> Information supplied:
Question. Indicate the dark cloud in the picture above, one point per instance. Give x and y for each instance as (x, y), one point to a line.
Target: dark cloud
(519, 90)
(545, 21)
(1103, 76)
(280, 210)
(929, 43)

> Set exercise:
Recast every line of the listing above as a JSON list of strings, one string per line, with blank lines left out.

> Answer to the task:
[
  "Question. Indicate the dark cloud in the picture above, one point per instance. Give x and y for each instance as (x, y), one point to a line.",
  "Target: dark cloud",
  "(519, 90)",
  "(545, 21)",
  "(1103, 76)",
  "(280, 210)",
  "(929, 43)"
]